**Quoted text**
By thecitysecret Ltd
Over the past 20 years trading systems have not changed radically in terms of appearance, although the amount of available data has greatly increased. There are countless examples of overly-complex, multi-tabbed interfaces each with an array of grids, sub grids, drop-downs, tick boxes and confusing graphs. These are normally accompanied by attention-grabbing, flashing colours indicating where prices are moving.
Financial software engineers are not unique; examples of bad software design are evident across most industry sectors. Pioneers in visual display such as Tufte have made valuable studies and have established good principals for the representation of complex data. Stephen Few, drawing on this work, has evolved these ideas and devised designs around quantitative visualisation and dashboards.
Why Good Design Matters
Despite the fact that eight monitors per desk (common in finance-based offices) deliver a very large amount of “real estate”, once one is used for rolling news, another for email and at least one more for spreadsheets, the amount of space available to view data is smaller than it first appears.
The human eye is very good at picking out data from a spreadsheet and can be trained to spot anomalies. However, a matrix of numbers is not necessarily the best way to represent data; there may be a sizeable chunk which is not important or is very rarely used and when data scrolls off the page it becomes unusable.
Good design helps traders work with a vast amount of changing data and presents it in a way that helps them make sense of the information. In a similar way to using historical charts – a simple and effective way of showing some trends – data can be shown with comparative information to make sense of the patterns of price or volume.
What Is Good Design?
It is worth taking a moment to consider what is good and indeed bad design. Bad design is easier to find and often results in an overly complex screen that is difficult to use. Even in a reasonably well-designed screen there are other factors to consider, such as bad use of space, or displaying columns of data that either contain the same information or that are seldom used, or graphics that poorly represent the data.
There have been many attempts by developers using ‘cool’ widgets such as thermometers and gauges to display information. Some modern graphics libraries offer complex 3D representations that give no clear meaning, or they use graphics with blazes of colour, resulting in displays that are superficially eye-catching but fail to show the data in any meaningful way.
Good design begins with understanding the significance of the data being presented and how that data will be used. This includes understanding the connections between the data. Once that it is established we can apply the principals of Tufte and Few, who advocate an approach of presenting information in a clear and easy to read way and of restricting colours to muted ‘earth’ colours to avoid distracting the eye. The use of graphics is limited to places where they add value and illuminate the relationships between the data that is displayed.
How Is Good Design Applied To Financial Applications?
By applying the basics of good design to applications in the financial markets we can see that the traditional approach of ‘traffic light’-type screens and a mass of grids needs rethinking.
Take the example of a stock; to get an indication of how the market is pricing it in the future we can look at options on the stock. Useful indicators are the volumes of puts versus the volume of calls and their values. The ratio of puts to calls by volume shows whether there is much activity in one direction or the other, and the value ratio shows the aggregated size in monetary terms.

**Recorded data**
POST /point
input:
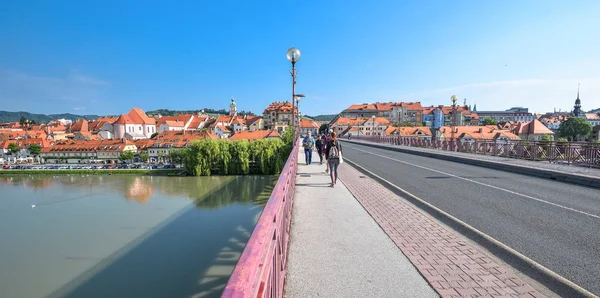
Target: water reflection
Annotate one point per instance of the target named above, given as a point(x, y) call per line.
point(141, 189)
point(125, 235)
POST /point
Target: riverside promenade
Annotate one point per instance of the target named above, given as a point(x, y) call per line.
point(360, 239)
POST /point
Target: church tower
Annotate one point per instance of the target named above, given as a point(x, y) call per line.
point(232, 108)
point(577, 107)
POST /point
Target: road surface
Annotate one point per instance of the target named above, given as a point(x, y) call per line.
point(556, 224)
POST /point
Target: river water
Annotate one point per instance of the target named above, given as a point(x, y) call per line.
point(124, 235)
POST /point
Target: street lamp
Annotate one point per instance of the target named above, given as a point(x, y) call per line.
point(373, 125)
point(293, 55)
point(454, 99)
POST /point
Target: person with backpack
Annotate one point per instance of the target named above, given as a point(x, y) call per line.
point(320, 147)
point(308, 143)
point(333, 151)
point(326, 142)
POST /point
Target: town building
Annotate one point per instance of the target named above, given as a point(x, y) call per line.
point(533, 130)
point(255, 135)
point(518, 114)
point(308, 125)
point(279, 115)
point(134, 126)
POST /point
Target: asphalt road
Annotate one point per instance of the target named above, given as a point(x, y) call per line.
point(554, 223)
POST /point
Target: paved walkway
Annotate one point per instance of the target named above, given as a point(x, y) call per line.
point(337, 250)
point(514, 161)
point(359, 239)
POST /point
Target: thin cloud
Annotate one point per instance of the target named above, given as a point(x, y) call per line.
point(22, 91)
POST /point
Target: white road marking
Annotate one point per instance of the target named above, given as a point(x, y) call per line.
point(480, 183)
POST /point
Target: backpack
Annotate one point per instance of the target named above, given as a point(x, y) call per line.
point(334, 151)
point(308, 143)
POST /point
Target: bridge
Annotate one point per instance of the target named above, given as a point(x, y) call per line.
point(428, 220)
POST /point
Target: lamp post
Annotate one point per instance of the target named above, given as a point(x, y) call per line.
point(454, 99)
point(293, 55)
point(373, 126)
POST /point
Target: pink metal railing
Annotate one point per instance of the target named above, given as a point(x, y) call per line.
point(261, 269)
point(579, 153)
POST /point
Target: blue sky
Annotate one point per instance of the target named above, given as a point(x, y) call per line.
point(104, 57)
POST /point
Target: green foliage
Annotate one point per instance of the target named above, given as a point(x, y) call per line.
point(575, 127)
point(240, 157)
point(35, 149)
point(288, 134)
point(144, 156)
point(13, 148)
point(126, 156)
point(225, 157)
point(489, 121)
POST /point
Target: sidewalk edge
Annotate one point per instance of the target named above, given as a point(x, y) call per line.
point(525, 265)
point(542, 173)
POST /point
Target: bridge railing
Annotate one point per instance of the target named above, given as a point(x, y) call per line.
point(577, 153)
point(261, 269)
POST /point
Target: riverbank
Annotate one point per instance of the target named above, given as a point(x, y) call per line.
point(177, 172)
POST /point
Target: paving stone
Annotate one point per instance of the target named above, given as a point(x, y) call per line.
point(453, 268)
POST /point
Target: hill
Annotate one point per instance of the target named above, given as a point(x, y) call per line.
point(6, 116)
point(326, 118)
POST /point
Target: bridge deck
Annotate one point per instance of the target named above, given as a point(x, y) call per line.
point(338, 250)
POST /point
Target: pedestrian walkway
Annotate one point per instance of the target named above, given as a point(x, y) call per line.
point(359, 239)
point(592, 172)
point(338, 250)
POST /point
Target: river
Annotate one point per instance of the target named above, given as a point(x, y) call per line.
point(124, 235)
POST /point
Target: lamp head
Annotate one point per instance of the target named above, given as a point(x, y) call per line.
point(293, 55)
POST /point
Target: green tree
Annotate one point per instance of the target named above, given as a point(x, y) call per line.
point(489, 121)
point(574, 128)
point(144, 156)
point(406, 124)
point(13, 148)
point(323, 128)
point(35, 149)
point(126, 156)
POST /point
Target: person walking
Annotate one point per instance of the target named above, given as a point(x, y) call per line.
point(333, 151)
point(326, 142)
point(320, 146)
point(308, 143)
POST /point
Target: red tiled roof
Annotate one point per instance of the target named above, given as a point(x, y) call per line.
point(79, 125)
point(279, 107)
point(124, 119)
point(255, 135)
point(139, 117)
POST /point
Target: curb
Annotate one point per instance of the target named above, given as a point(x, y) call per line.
point(527, 266)
point(542, 173)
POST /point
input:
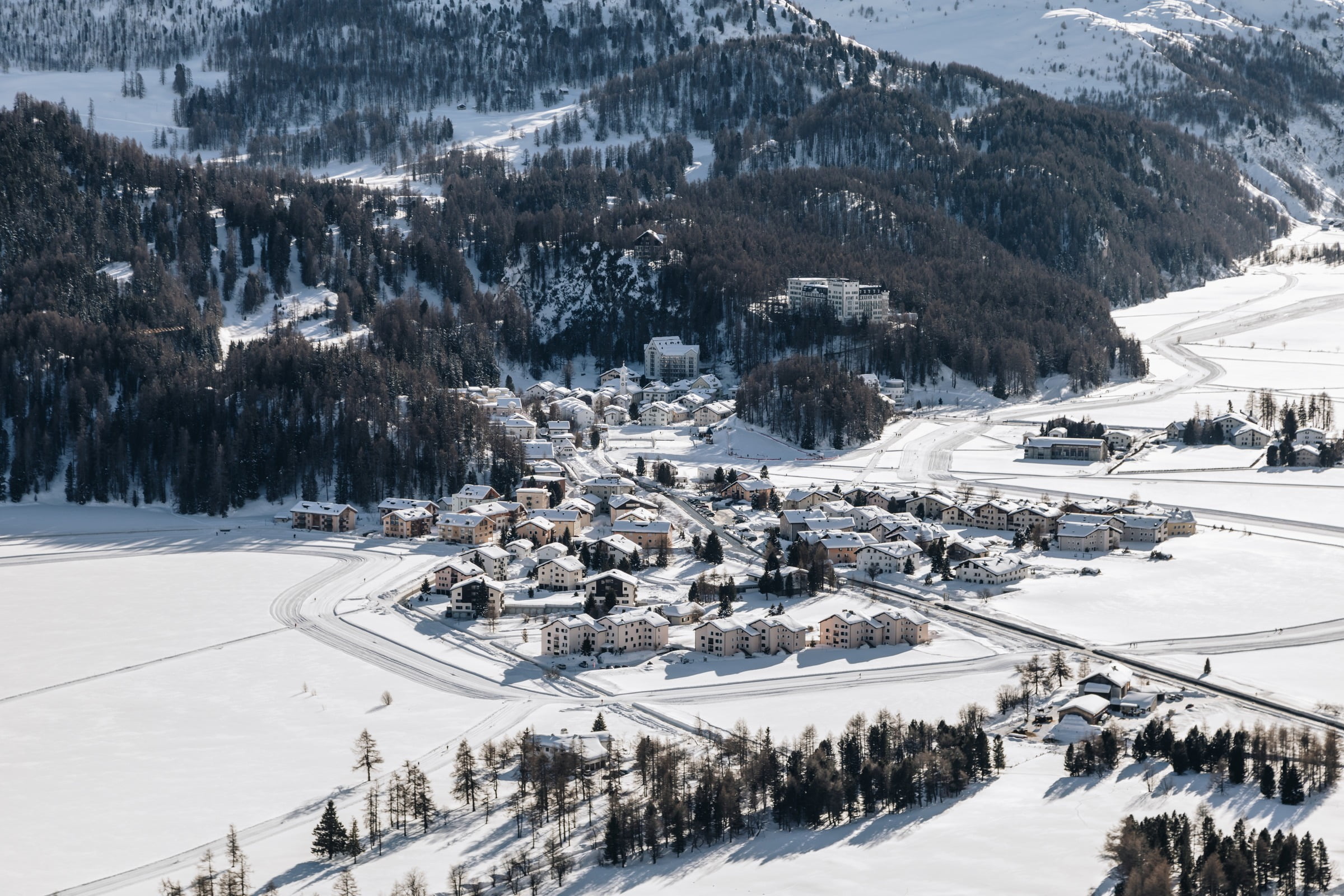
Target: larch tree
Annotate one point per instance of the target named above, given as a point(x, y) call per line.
point(1060, 668)
point(353, 846)
point(330, 836)
point(366, 754)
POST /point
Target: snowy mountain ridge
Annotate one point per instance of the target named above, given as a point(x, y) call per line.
point(1258, 80)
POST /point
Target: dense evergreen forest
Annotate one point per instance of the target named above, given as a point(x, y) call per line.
point(1005, 234)
point(1126, 206)
point(124, 390)
point(814, 402)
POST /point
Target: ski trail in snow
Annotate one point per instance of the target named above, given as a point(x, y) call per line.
point(139, 665)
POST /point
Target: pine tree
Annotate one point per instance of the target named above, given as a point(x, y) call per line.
point(346, 884)
point(353, 844)
point(1060, 668)
point(366, 754)
point(239, 864)
point(613, 841)
point(1291, 786)
point(330, 836)
point(1268, 785)
point(373, 821)
point(465, 786)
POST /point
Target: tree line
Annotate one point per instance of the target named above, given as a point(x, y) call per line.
point(1175, 853)
point(814, 402)
point(123, 386)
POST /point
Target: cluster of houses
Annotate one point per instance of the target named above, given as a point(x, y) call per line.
point(881, 530)
point(1110, 691)
point(1242, 430)
point(757, 633)
point(543, 531)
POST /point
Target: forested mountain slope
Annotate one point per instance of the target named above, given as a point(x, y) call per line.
point(1261, 80)
point(1126, 206)
point(123, 389)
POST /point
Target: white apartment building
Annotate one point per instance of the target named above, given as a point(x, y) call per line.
point(848, 298)
point(667, 359)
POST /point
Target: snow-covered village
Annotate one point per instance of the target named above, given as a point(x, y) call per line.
point(652, 446)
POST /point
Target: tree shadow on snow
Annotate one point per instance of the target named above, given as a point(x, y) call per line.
point(764, 848)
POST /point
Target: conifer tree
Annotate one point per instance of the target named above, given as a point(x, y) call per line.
point(366, 754)
point(1268, 785)
point(353, 844)
point(465, 786)
point(330, 836)
point(713, 550)
point(346, 884)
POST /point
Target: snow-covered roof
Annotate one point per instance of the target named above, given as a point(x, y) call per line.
point(1140, 520)
point(495, 508)
point(484, 580)
point(491, 551)
point(568, 563)
point(321, 510)
point(1114, 673)
point(843, 540)
point(620, 543)
point(898, 550)
point(795, 517)
point(646, 615)
point(1049, 441)
point(617, 501)
point(404, 504)
point(1090, 703)
point(613, 574)
point(642, 526)
point(683, 609)
point(1079, 530)
point(608, 481)
point(573, 621)
point(783, 620)
point(752, 486)
point(410, 515)
point(476, 493)
point(996, 566)
point(461, 519)
point(556, 515)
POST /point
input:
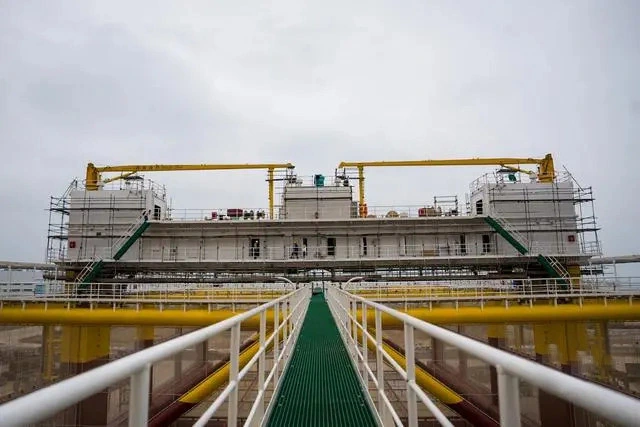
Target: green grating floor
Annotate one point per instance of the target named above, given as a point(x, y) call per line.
point(320, 387)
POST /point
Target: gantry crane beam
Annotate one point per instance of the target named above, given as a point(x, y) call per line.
point(94, 179)
point(546, 172)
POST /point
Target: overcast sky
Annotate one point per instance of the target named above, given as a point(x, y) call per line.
point(314, 83)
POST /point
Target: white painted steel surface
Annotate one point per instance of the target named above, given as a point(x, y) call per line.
point(614, 406)
point(46, 402)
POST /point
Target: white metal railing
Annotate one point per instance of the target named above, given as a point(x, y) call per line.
point(497, 290)
point(291, 308)
point(296, 213)
point(148, 293)
point(344, 306)
point(244, 252)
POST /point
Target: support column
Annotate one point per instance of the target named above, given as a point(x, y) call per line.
point(85, 348)
point(48, 353)
point(553, 410)
point(601, 351)
point(495, 338)
point(144, 337)
point(462, 358)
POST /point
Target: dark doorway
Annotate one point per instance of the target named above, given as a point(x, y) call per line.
point(486, 243)
point(331, 246)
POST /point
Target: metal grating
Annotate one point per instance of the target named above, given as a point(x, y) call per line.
point(320, 387)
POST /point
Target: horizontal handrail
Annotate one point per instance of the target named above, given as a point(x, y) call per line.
point(605, 402)
point(355, 250)
point(48, 401)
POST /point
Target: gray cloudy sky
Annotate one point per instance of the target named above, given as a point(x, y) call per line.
point(315, 83)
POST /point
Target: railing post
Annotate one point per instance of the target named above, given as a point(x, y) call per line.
point(354, 313)
point(382, 409)
point(409, 354)
point(234, 355)
point(285, 327)
point(257, 420)
point(365, 361)
point(509, 398)
point(139, 397)
point(276, 341)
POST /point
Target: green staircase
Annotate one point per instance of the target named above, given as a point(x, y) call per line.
point(507, 236)
point(552, 266)
point(131, 240)
point(320, 386)
point(94, 268)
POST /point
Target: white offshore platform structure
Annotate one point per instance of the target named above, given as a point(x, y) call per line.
point(514, 224)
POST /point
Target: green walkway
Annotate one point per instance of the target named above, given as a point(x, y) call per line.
point(320, 388)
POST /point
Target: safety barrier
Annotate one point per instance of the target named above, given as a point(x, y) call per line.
point(44, 403)
point(344, 306)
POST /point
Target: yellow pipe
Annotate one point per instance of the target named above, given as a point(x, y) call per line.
point(198, 317)
point(424, 380)
point(361, 189)
point(270, 193)
point(541, 340)
point(221, 376)
point(105, 316)
point(518, 314)
point(83, 344)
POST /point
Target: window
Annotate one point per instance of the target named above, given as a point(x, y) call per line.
point(331, 246)
point(254, 249)
point(486, 243)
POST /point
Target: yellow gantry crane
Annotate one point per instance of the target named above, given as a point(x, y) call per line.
point(546, 171)
point(94, 173)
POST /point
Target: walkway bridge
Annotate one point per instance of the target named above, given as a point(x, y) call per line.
point(336, 357)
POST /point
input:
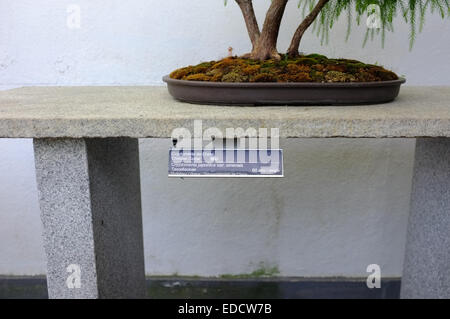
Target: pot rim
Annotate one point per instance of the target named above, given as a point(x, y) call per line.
point(169, 80)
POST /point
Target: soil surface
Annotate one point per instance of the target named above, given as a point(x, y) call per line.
point(306, 68)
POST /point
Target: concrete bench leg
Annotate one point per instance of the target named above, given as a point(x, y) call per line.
point(89, 192)
point(426, 271)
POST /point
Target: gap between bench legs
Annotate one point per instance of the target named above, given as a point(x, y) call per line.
point(426, 272)
point(90, 200)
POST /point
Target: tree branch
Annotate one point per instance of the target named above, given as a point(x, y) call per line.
point(295, 43)
point(266, 45)
point(250, 20)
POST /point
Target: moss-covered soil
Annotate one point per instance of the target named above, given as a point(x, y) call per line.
point(307, 68)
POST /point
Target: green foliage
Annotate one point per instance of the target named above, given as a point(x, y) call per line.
point(412, 11)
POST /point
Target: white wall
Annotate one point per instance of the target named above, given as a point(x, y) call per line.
point(343, 204)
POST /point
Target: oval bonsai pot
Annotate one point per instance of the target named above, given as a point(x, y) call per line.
point(305, 93)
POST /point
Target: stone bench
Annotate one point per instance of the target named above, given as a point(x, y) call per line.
point(86, 154)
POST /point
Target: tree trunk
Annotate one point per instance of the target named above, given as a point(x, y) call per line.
point(295, 43)
point(266, 46)
point(250, 20)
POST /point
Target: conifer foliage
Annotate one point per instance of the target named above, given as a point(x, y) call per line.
point(321, 15)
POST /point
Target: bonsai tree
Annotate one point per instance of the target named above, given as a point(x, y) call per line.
point(325, 13)
point(264, 63)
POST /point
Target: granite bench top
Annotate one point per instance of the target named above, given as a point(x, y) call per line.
point(38, 112)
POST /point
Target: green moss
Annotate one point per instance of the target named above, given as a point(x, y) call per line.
point(309, 68)
point(258, 273)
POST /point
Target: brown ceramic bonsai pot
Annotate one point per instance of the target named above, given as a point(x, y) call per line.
point(296, 94)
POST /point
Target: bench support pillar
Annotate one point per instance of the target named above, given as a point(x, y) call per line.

**Given instruction 1**
Copy the rows word for word, from their start through the line containing "point(360, 239)", and omit the pictures.
**Given instruction 2**
Continue the piece on design in trading systems from its last sentence.
The rows have no connection to the text on trading-system design.

**Answer 1**
POST /point
input:
Target: water reflection
Annotate one point per instance of the target named above, given as a point(x, y) call per line.
point(141, 189)
point(125, 235)
POST /point
Target: riverside promenade
Annotate one point per instance of the target named above, given as a point(x, y) call per line.
point(360, 239)

**Answer 2**
Showing the raw data in a grid would take up valuable screen space. The challenge is then how to represent the significance of the data in a graphic. One approach is to use colour to show the pattern, and in the example in Figure 1 the ratios are shown for both volume and value. It is a small graphic and, whilst the raw totals could have been displayed side by side, the graphic quickly illustrates the ratio between the numbers thus drawing out of the data the significance of the ratios.
figure 1: Put/Call Ratio graphics
The ratio of Put to Call Options by value graphic shows that there is a higher proportion of Calls by value, contrasting with the ratio of Put to Call Options by volume which is more equal. At a glance there is a lot of information given in these two graphics that is easier to see than it would be in a grid of numbers or a conventional chart.
Note the muted circle in Figure 1, which draws the eye to the ratio but does not distract; it is used as an informational alert. This technique can be applied to many of the comparative numbers used in finance – such as stock to sector or stock to index – and also when looking at other ratios such as annualised versus monthly changes.
The use of small graphics to illustrate patterns can also work in grids, as the eye is drawn to the exceptional or ‘out of pattern’ data. Figure 2 show P&L values for a fund broken down by Month, Year and Inception to date. The overview graphics are made up of the percentage changes, and the risk charts are a number of risk parameters shown as percentage changes. The graphics show an overall pattern whilst making exceptions obvious.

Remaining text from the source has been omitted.